---------- Record set ----------
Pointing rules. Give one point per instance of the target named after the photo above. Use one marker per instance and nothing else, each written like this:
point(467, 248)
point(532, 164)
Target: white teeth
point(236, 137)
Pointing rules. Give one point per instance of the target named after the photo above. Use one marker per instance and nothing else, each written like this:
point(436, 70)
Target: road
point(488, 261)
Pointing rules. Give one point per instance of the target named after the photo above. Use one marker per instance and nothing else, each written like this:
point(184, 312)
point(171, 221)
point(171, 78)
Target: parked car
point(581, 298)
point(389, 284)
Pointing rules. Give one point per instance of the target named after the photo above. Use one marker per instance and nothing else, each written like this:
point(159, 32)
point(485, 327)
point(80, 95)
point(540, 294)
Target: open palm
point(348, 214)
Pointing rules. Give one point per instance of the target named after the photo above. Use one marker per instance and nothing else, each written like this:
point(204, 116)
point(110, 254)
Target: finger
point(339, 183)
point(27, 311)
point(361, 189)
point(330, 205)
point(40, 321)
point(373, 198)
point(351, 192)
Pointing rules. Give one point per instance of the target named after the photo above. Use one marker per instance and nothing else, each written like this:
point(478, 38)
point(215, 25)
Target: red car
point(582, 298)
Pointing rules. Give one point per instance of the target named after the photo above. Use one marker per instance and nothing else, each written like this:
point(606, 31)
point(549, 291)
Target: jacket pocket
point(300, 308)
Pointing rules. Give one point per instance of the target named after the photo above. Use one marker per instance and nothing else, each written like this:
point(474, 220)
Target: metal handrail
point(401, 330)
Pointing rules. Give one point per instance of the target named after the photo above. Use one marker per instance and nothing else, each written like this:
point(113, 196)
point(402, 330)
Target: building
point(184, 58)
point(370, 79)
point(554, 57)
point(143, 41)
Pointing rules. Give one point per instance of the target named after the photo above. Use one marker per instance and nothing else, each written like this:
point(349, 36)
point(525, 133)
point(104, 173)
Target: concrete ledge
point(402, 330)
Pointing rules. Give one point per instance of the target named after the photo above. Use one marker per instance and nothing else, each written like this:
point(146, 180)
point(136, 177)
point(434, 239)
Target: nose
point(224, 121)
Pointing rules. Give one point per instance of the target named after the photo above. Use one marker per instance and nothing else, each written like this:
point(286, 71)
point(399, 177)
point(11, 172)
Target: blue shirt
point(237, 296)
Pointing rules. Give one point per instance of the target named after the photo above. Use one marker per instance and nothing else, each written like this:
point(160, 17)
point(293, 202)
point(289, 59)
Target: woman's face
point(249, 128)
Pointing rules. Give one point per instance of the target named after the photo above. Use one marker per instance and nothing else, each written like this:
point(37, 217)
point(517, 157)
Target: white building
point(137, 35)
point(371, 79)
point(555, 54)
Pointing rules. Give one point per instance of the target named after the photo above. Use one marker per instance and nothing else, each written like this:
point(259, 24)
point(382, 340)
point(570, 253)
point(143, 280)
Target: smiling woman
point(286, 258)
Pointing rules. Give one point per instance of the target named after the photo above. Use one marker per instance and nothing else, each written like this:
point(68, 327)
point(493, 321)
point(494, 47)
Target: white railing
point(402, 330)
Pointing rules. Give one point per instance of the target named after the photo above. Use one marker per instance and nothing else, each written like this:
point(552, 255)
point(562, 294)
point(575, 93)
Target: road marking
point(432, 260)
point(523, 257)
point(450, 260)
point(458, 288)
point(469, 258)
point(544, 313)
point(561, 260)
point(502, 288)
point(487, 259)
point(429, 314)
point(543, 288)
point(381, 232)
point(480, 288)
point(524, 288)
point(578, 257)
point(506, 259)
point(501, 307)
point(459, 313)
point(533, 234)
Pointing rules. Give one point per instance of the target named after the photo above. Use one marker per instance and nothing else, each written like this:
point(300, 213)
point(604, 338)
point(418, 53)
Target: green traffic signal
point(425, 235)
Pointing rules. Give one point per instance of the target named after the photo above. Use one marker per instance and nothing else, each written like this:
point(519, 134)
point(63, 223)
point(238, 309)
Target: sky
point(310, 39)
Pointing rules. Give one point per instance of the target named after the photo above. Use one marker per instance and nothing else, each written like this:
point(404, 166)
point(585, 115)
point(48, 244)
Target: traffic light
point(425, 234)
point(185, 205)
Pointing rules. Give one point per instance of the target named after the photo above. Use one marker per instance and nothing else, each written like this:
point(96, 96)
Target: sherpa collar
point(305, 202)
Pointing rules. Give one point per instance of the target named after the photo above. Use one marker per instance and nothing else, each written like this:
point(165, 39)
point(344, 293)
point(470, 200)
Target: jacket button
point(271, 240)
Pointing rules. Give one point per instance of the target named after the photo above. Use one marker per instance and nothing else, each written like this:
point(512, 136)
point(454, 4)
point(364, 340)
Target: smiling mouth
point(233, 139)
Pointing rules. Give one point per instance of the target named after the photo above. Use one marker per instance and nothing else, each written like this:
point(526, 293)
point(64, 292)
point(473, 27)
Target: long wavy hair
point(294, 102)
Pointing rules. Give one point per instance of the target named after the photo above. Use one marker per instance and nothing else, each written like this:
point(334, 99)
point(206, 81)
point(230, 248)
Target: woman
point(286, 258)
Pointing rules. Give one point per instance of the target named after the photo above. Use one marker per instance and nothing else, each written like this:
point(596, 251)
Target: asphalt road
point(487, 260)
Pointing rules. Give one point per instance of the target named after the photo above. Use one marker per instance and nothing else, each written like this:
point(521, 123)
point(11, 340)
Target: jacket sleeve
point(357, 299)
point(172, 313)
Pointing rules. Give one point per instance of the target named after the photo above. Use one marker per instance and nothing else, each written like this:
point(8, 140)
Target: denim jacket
----------
◆ **Problem description**: Please output the items above word for word, from the first line of the items through the line that contains "point(236, 137)", including that line.

◆ **Correct output**:
Pointing rules. Give one point per instance of the target named after the photo above. Use one marker per instance and nothing else, each written like this:
point(467, 248)
point(532, 164)
Target: white teeth
point(236, 137)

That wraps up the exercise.